Description of the task: Locate the line that contains "TARGET = rear door handle". Copy it and every following line through the end of the records, exactly, and include nothing else.

[Given information — start]

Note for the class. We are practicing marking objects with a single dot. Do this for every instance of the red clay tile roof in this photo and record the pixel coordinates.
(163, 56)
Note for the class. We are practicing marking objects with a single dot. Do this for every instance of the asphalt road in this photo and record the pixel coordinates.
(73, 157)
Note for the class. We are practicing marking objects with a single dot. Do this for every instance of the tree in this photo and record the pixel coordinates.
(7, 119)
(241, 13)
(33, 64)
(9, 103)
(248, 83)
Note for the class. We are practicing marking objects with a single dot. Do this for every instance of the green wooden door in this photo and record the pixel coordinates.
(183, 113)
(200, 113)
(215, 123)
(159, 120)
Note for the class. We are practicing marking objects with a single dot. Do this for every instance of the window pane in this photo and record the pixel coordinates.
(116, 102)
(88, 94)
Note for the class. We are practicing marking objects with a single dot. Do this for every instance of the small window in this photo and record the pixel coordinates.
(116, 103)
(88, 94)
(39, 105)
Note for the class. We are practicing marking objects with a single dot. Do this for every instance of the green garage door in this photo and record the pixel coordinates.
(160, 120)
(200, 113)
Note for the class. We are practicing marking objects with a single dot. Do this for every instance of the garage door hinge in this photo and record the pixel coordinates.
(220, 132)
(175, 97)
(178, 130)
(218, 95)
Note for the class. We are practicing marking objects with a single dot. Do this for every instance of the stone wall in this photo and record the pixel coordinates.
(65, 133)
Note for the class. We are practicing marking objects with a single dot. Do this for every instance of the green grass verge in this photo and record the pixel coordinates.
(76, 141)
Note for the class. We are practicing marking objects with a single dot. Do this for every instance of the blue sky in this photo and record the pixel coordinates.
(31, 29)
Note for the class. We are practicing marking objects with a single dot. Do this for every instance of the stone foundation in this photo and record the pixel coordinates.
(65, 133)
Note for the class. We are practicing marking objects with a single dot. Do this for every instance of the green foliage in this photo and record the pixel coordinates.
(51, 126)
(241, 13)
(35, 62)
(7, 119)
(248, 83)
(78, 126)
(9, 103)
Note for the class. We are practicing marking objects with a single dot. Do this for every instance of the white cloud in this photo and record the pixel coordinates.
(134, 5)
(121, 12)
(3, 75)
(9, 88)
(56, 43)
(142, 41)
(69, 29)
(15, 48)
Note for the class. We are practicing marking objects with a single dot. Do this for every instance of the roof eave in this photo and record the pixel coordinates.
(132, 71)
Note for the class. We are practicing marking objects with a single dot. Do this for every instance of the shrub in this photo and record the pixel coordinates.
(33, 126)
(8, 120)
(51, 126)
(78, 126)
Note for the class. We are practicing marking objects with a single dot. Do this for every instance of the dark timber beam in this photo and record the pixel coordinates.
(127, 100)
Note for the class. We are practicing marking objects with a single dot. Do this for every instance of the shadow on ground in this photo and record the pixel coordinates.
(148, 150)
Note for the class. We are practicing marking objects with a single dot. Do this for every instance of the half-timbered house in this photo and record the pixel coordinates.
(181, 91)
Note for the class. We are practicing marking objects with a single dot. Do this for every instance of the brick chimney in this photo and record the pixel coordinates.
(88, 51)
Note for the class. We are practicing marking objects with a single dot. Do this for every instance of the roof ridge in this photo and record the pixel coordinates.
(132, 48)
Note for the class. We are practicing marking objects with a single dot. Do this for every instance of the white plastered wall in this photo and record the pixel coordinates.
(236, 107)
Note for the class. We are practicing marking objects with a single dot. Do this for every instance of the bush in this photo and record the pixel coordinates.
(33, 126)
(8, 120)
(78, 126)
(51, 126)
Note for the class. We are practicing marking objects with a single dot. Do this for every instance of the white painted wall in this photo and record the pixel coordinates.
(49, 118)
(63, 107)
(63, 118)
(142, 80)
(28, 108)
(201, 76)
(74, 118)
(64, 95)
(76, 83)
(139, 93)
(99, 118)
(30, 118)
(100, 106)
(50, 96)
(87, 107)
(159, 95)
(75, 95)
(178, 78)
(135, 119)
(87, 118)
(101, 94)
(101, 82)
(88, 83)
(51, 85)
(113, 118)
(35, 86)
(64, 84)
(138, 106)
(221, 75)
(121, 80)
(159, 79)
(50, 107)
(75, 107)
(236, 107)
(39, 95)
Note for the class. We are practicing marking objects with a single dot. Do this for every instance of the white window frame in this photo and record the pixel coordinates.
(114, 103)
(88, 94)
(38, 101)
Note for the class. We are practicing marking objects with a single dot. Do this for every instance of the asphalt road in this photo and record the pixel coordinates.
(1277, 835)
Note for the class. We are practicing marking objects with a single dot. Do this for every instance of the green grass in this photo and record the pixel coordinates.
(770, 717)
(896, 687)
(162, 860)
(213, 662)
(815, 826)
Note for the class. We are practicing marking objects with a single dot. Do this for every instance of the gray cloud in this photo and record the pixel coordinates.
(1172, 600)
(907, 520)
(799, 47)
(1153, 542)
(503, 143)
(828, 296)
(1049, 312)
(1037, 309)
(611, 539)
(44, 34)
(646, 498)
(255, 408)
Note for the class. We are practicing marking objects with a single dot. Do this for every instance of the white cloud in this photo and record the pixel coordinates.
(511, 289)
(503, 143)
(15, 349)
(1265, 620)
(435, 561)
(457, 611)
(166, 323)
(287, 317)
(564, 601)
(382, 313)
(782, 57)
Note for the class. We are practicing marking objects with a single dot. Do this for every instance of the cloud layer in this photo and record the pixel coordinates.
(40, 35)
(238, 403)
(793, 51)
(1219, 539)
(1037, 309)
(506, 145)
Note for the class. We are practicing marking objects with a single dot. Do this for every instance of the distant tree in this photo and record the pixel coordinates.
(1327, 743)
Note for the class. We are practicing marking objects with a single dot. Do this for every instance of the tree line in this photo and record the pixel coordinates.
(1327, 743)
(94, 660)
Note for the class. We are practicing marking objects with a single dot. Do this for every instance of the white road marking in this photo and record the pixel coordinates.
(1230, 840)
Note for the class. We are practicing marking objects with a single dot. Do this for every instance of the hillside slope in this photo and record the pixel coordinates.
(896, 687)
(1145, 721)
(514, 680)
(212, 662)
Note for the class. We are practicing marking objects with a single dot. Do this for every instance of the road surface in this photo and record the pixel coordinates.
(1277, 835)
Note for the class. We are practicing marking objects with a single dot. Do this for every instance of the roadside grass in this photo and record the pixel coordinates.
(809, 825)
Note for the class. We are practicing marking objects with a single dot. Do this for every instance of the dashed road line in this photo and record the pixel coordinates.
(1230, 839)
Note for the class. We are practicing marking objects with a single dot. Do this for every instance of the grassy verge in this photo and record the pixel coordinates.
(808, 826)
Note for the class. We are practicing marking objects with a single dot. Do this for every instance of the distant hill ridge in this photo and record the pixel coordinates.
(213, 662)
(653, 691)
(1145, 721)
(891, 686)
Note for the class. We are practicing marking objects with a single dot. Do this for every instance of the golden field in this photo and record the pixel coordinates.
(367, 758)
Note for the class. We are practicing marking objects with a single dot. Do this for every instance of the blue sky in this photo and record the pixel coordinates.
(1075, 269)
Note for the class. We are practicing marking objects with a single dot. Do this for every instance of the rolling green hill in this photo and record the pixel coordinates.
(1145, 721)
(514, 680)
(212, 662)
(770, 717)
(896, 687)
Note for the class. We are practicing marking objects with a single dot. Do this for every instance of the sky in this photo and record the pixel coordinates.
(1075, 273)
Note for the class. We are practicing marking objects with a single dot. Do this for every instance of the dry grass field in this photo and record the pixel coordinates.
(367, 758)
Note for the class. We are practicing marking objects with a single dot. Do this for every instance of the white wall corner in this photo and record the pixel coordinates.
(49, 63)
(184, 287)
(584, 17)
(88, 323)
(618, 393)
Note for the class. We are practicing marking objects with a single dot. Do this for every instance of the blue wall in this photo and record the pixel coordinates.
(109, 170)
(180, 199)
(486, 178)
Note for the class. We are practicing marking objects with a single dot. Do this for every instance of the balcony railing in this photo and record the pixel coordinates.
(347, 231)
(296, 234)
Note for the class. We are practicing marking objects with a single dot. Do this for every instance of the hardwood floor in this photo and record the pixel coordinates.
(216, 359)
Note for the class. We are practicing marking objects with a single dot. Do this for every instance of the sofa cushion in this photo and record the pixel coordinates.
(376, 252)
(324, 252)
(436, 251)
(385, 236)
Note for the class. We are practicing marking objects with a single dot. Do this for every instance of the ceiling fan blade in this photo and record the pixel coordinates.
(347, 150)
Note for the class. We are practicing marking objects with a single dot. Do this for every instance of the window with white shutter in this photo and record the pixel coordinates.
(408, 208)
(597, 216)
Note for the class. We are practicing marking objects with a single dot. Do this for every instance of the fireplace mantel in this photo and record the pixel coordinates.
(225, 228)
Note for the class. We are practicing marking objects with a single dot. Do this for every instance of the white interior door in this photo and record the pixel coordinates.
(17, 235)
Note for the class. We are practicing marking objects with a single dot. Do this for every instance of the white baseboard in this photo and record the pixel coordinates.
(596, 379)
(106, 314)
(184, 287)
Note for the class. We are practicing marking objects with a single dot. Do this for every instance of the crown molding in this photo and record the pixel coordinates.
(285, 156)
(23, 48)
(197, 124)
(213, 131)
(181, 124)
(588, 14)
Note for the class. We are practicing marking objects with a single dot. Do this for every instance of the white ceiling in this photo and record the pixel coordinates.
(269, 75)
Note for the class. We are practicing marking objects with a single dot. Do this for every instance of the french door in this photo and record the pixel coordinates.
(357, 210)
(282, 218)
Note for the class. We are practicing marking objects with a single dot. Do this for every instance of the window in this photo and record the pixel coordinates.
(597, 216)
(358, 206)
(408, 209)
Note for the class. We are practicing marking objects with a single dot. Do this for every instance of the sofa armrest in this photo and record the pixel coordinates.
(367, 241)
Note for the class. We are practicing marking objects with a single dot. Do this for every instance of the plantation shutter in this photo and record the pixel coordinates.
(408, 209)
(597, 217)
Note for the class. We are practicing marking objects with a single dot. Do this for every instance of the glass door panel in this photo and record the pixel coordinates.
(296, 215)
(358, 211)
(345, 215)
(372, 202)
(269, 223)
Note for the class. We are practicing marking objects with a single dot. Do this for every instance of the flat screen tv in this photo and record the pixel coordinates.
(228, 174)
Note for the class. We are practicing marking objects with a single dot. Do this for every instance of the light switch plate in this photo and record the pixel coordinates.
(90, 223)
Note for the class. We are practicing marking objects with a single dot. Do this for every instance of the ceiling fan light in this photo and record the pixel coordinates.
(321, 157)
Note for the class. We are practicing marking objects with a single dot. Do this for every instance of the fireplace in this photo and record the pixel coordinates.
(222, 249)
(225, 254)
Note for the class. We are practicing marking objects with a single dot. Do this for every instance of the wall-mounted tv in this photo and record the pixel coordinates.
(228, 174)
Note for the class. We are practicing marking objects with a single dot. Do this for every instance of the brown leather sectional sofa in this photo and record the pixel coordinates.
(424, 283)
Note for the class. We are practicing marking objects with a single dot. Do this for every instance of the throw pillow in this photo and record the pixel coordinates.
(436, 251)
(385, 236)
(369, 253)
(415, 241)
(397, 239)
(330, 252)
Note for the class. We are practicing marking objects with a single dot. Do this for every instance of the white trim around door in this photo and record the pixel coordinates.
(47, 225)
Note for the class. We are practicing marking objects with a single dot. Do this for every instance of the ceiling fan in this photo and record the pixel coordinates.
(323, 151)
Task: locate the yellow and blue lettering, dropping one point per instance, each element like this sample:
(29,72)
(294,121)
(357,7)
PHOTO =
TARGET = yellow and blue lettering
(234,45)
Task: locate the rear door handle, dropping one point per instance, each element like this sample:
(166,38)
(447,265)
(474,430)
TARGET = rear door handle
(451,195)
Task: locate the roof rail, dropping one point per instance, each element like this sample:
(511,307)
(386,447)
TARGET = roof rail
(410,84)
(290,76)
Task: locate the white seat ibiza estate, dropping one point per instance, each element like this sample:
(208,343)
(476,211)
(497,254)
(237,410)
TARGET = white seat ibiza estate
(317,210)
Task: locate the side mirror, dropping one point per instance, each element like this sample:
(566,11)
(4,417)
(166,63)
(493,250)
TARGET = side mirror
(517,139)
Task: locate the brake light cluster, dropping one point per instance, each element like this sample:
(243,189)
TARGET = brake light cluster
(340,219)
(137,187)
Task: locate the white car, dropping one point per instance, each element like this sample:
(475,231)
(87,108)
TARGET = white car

[Given information — finish]

Finished task:
TARGET = rear door handle
(451,195)
Task: locate the roof rail, dropping one point per instance, each element like this sample:
(511,307)
(386,447)
TARGET = roof rail
(410,84)
(290,76)
Task: locate the white seat ibiza estate, dropping one point per instance, each element like this sample:
(208,343)
(476,211)
(497,254)
(237,410)
TARGET = white seat ibiza estate
(317,210)
Task: locate the side mirror, dropping one point per instance, each element like this sample:
(566,11)
(4,417)
(166,63)
(493,250)
TARGET = side mirror
(517,139)
Task: locate the brake light cluster, dropping one point per instance, each element like this sample:
(243,189)
TARGET = brake light cluster
(340,219)
(137,187)
Task: locate the white car, dropping one point per instance, each element like this sample:
(475,231)
(87,108)
TARGET = white car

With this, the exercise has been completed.